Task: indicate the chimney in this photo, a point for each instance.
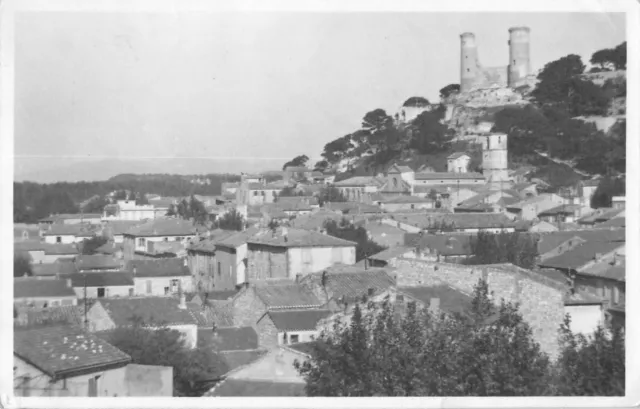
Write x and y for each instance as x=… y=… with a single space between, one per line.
x=434 y=305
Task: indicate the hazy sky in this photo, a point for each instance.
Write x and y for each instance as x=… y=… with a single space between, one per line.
x=244 y=85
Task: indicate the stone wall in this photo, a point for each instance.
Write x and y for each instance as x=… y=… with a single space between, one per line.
x=247 y=308
x=267 y=333
x=541 y=299
x=266 y=262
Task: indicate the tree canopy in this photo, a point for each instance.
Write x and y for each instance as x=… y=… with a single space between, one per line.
x=365 y=247
x=194 y=370
x=298 y=161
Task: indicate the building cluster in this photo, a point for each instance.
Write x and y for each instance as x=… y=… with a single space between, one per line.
x=261 y=296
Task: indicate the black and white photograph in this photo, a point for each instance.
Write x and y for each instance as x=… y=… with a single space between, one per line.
x=247 y=199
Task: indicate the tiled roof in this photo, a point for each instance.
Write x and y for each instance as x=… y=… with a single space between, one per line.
x=446 y=245
x=358 y=181
x=51 y=269
x=245 y=388
x=161 y=310
x=66 y=314
x=448 y=176
x=459 y=220
x=297 y=238
x=580 y=255
x=164 y=227
x=228 y=339
x=562 y=209
x=406 y=199
x=210 y=315
x=451 y=300
x=96 y=262
x=236 y=239
x=352 y=282
x=457 y=155
x=390 y=253
x=236 y=359
x=41 y=287
x=119 y=227
x=171 y=267
x=286 y=296
x=61 y=351
x=297 y=320
x=70 y=230
x=101 y=279
x=109 y=248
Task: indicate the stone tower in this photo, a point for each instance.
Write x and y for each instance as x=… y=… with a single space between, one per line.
x=519 y=63
x=494 y=160
x=468 y=61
+ + +
— Task directions —
In the material above, each line with the word "point" should be copied.

— Exercise response —
Task: indicate the chimney in this photo, a point for each instance.
Task: indicate the hazy sky in this photo, a point for each instance.
Task: indicate the stone wall in this photo, a point for each instance.
Task: indicate the tree canopy in this photo, a point for each instance.
Task: indicate the building cluster in this photo, a point for each instance.
Task: indicate the black and white photograph in this photo, a point for each instance.
Task: indicate the tiled roof in this photo, a point for each instance.
Task: indicate the stone tower in this photo, a point for each instance.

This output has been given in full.